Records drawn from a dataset
....................

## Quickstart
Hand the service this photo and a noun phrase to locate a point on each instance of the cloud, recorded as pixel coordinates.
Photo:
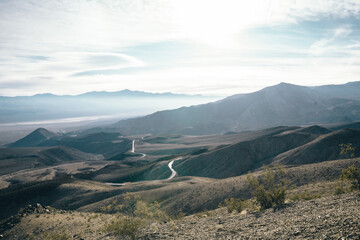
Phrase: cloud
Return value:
(65, 46)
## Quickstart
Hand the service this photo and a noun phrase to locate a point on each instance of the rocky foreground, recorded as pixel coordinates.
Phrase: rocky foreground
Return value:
(335, 217)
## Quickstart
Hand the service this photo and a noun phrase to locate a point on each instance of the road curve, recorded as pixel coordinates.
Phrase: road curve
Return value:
(133, 147)
(173, 172)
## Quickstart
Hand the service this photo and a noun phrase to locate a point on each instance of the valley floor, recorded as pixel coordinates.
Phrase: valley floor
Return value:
(332, 217)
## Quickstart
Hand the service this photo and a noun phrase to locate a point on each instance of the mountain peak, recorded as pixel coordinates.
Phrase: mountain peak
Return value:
(34, 138)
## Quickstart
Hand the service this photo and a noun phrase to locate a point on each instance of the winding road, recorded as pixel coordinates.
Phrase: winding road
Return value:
(173, 172)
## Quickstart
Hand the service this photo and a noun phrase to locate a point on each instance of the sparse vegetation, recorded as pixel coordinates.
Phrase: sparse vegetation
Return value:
(270, 188)
(133, 215)
(347, 150)
(56, 236)
(304, 196)
(234, 204)
(350, 174)
(125, 226)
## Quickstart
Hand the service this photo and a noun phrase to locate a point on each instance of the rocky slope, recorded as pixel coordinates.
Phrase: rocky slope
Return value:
(335, 217)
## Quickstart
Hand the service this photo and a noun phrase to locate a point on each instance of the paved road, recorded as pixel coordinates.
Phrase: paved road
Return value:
(173, 172)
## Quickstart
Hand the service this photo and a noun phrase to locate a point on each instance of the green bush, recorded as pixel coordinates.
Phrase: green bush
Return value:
(347, 150)
(56, 236)
(234, 204)
(304, 196)
(269, 189)
(352, 175)
(150, 211)
(132, 216)
(125, 226)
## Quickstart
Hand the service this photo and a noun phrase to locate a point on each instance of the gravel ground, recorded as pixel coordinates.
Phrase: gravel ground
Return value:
(335, 217)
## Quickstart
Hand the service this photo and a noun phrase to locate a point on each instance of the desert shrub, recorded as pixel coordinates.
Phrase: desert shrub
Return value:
(270, 188)
(125, 226)
(304, 196)
(132, 216)
(150, 211)
(234, 204)
(352, 175)
(128, 206)
(56, 236)
(203, 214)
(347, 150)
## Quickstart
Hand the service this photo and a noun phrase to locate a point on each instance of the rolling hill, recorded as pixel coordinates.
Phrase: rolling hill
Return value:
(108, 144)
(287, 145)
(16, 159)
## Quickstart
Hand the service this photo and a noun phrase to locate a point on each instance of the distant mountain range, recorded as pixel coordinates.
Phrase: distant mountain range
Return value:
(125, 103)
(280, 105)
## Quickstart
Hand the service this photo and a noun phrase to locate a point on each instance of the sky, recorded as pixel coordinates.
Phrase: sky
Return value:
(204, 47)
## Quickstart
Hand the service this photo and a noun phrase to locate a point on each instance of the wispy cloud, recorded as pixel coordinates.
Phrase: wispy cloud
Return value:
(75, 46)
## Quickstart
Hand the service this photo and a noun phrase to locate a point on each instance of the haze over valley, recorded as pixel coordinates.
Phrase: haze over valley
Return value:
(179, 119)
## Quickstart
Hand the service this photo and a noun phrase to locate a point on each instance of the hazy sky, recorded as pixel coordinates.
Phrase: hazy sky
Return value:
(196, 47)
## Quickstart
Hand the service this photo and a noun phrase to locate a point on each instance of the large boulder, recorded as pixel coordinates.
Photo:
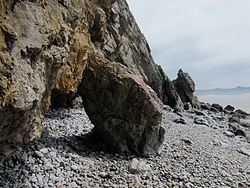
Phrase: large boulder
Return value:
(125, 113)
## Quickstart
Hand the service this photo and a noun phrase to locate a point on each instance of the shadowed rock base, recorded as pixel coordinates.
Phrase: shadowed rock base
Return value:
(125, 114)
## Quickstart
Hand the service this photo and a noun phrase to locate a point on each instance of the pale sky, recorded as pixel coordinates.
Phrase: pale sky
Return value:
(209, 39)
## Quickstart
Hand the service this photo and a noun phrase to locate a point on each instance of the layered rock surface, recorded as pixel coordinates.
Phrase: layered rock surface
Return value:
(46, 46)
(45, 49)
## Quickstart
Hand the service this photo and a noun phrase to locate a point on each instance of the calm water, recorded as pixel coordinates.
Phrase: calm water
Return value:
(239, 101)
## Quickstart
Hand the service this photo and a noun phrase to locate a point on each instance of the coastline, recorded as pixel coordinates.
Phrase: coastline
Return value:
(239, 101)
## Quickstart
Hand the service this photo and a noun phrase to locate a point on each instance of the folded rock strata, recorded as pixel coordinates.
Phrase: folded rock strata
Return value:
(61, 47)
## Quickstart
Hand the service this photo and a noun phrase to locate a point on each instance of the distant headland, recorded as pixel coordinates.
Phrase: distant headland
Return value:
(223, 91)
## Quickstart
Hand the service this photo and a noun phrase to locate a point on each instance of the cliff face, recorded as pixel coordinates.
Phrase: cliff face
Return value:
(68, 47)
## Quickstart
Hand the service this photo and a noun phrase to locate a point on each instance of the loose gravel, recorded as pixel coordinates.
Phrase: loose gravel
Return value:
(197, 152)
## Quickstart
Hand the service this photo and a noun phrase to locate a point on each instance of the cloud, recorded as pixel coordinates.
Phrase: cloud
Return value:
(209, 38)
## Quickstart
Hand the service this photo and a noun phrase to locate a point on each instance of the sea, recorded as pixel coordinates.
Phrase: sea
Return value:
(239, 101)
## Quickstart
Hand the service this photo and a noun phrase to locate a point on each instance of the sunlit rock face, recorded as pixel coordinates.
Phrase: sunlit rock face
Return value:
(47, 45)
(51, 51)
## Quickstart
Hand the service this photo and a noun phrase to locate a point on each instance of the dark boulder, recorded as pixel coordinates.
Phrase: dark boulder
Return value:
(125, 113)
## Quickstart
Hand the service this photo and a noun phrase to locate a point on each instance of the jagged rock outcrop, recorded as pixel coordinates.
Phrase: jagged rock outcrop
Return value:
(46, 46)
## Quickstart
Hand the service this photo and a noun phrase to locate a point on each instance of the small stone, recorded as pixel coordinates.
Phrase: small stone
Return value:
(189, 185)
(48, 166)
(74, 167)
(137, 166)
(33, 179)
(133, 165)
(39, 154)
(199, 113)
(73, 185)
(229, 133)
(105, 175)
(52, 154)
(44, 150)
(180, 120)
(229, 108)
(200, 121)
(143, 167)
(245, 151)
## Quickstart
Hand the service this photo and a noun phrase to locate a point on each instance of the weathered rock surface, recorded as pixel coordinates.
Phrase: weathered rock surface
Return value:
(121, 107)
(45, 47)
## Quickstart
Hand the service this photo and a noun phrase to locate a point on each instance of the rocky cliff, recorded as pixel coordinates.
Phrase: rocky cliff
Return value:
(90, 47)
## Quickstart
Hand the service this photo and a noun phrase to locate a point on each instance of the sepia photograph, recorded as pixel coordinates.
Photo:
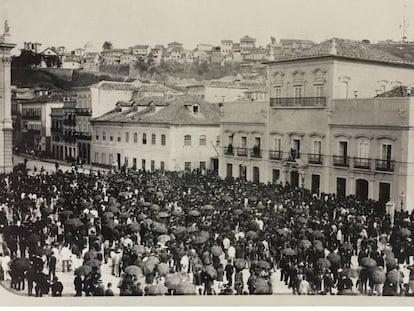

....................

» EXERCISE GOAL: Output the data verbatim, images excluded.

» EXERCISE ANSWER:
## Quickstart
Hand the service this photo and a noun phrase to locate a point on each instance of the cloud, recorded as pixel coordinates.
Photo:
Phrase: cloud
Return value:
(65, 46)
## Quickstart
Hand the service this photo and a noun phrase to locate a point on each instance of the rocky foreground, recorded as pixel coordinates.
Phrase: rocky foreground
Return value:
(335, 217)
## Quickstart
Hand the service this photo and a noun phrase to locate a point on each instance of the road curve, recorded as pixel coordinates.
Phrase: road curve
Return value:
(133, 147)
(173, 172)
## Quickstart
Hand the service this photo and a noun phrase to locate a point on each instance of the valley floor, recorded as pixel coordinates.
Phrase: valley floor
Return value:
(332, 217)
## Quickstart
Hand the service this photo and a noun phrase to locate a point on each instance of the mountain peak, recorded as pixel coordinates.
Phrase: mountain peak
Return value:
(34, 138)
## Quickstart
Hand the service this photo and a noun phrase to locate a point on each instance of the winding road, recorded as pixel coordinates.
Phrase: winding road
Return value:
(173, 172)
## Quickstart
Hand the service this photo and a noun phrase to locate a point on each instance of the sparse vegetation, recorded as pixel coordinates.
Phrase: sparse vegetation
Return value:
(270, 188)
(133, 215)
(347, 150)
(56, 236)
(304, 196)
(234, 204)
(350, 174)
(125, 226)
## Quickstart
Hand the service this photo and a noun phrase to locate a point on each instance of the rocky slope, recorded as pixel coordinates.
Phrase: rocky slope
Return value:
(335, 217)
## Quickstart
Hand the service this photo and a noun phrase to locate a point on each instance of the paved road, recorded as pixel coordinates.
Phrase: paved road
Return value:
(173, 172)
## Quickstart
Hand the service this photo and a noun phrase to locate a point on each instance of the green bush, recorded as pixel coordinates.
Phrase: green bush
Return value:
(347, 150)
(56, 236)
(234, 204)
(304, 196)
(269, 189)
(352, 175)
(150, 211)
(132, 216)
(125, 226)
## Quickstart
Hand the service this photo and a noun phrase to locate a point on each instance of the gravel ground, recorded as pixel coordinates.
Phrase: gravel ground
Return value:
(335, 217)
## Quickstart
Hand the service this photo and a noun phrase to locate a point on each instance of the desert shrub, recorded as pixel coordinates.
Phrase: desert shrub
Return value:
(270, 188)
(125, 226)
(304, 196)
(132, 216)
(150, 211)
(234, 204)
(352, 175)
(128, 206)
(56, 236)
(203, 214)
(347, 150)
## Quickstart
Hand the service this photo and a noun phrase to locate a point on each instance of the rolling hill, recorded as pixel coordinates.
Phrase: rolling hill
Return value:
(108, 144)
(287, 145)
(16, 159)
## Quickstart
Hand the service this photo and a noun phrase to locate a point on each instance of the distant mountain range, recorded as pixel coordinates.
Phrase: distant mountain range
Return value:
(125, 103)
(280, 105)
## Quickstart
Hand the service this photo and a noun phrase to locate a point on each instance of the sky, recorded as pixel coordinates.
Phrase: sky
Return value:
(204, 47)
## Quickstart
Hand the service this photo and a noun phrase to locate a point on each instance of the wispy cloud, recorded as pixel coordinates.
Phrase: wispy cloud
Return value:
(75, 46)
## Quickstart
Hand the service this photo and a noun phrase to locate a point on each instance of the haze over valley, recorded as pixel coordinates.
Phrase: haze over valley
Return value:
(179, 119)
## Quickstart
Hand the service this photo and a noun phrase to locate a point on each instance of the hazy sky, recorded as pixel coordinates.
Phrase: hazy sky
Return value:
(196, 47)
## Quickstart
Hand the service this photo and a noun phrase to locate a point on each instance of the large boulder, recorded as pixel coordinates.
Photo:
Phrase: large boulder
Return value:
(125, 113)
## Quickstart
Hand the service this photo and a noun phrase to locate a point on each instance of the shadowed rock base, recorded as pixel coordinates.
Phrase: shadowed rock base
Return value:
(125, 114)
## Quickstart
Hand the service this photo and a noun phrase to locate a point on each instance of the pale sky, recorded as pixel coordinates.
Phrase: pale sky
Return value:
(209, 39)
## Quickstart
Hand the service this photo and a noun phrase to locate a point on each instance of the layered rock surface, recorded as pixel coordinates.
Phrase: layered rock surface
Return value:
(46, 46)
(45, 49)
## Quickstart
Hand the service this photo and a noun phrase to locate a point on each instance of the calm water, recorded as pixel coordinates.
Phrase: calm water
Return value:
(239, 101)
## Quickstart
Hand the service this photo and a noun phrase to locate a point on each instance of the coastline, recorded as pixel coordinates.
Phrase: coastline
Return value:
(239, 101)
## Quickstart
Hand the service this photo and a noun phrase to locate a point on each instance of the folded rock strata, recorded as pixel coordinates.
Phrase: folded rock strata
Return value:
(61, 47)
## Quickstart
Hand the service this photo and a noun phrase to locate a point on each instance of the distant headland, recorded as pixel coordinates.
Phrase: distant headland
Return value:
(223, 91)
## Quickstart
Hand the service this photo and a noun phrase to locate a point on each instance of the cliff face, recorded as pixel coordinates.
Phrase: cliff face
Return value:
(68, 47)
## Quickstart
Hand the service this photo and a noun phrase to locate a point on each instance of the loose gravel, recorded as pixel coordinates.
Phrase: loose gravel
Return value:
(197, 152)
## Quickstart
Hand the service this photo and a noun phrase to locate a point on each instance of the cloud, recorded as pixel coordinates.
Phrase: cloud
Return value:
(209, 38)
## Quickstart
Hand the service this photo and a noun phrase to locate a point on each instance of the sea, recorded as pixel coordinates.
Phrase: sea
Return value:
(239, 101)
## Quickstart
Hand the service this photo and a noun phrase to locate a point on each instance of the sunlit rock face, recorded as pixel coordinates.
Phrase: sunlit rock face
Return value:
(47, 45)
(51, 51)
## Quickstart
Hand the service this photo and a noun phrase to locate a point on each instance of the dark boulder, recorded as pixel coordinates.
Phrase: dark boulder
Return value:
(125, 113)
## Quickstart
Hand the service this photo and a noun phrase to locate a point on each instance of the jagged rock outcrop, recorded as pixel coordinates.
Phrase: jagged rock outcrop
Return value:
(46, 46)
## Quickstart
Hand the service this photo and a noun phrase to locate a point on each instance of the small stone, recorded as pixel coordinates.
Phrase: small stone
Return value:
(189, 185)
(48, 166)
(74, 167)
(137, 166)
(33, 179)
(133, 165)
(39, 154)
(199, 113)
(73, 185)
(229, 133)
(105, 175)
(52, 154)
(44, 150)
(180, 120)
(229, 108)
(200, 121)
(143, 167)
(245, 151)
## Quickstart
Hand the service this photo and a noun phrase to locate a point on each instance of the weathered rock surface, recorded as pixel coordinates.
Phrase: weathered rock surface
Return value:
(121, 107)
(45, 47)
## Quickstart
Hand the service this photo and a noun phrase to locate a point on each instance of the rocky cliff, recorded as pixel coordinates.
Phrase: rocky cliff
Return value:
(90, 47)
## Quickstart
Hand the service this photo and a noun phrase to locate a point on each instance of the sepia photograph, recorded as pixel coordinates.
Photo:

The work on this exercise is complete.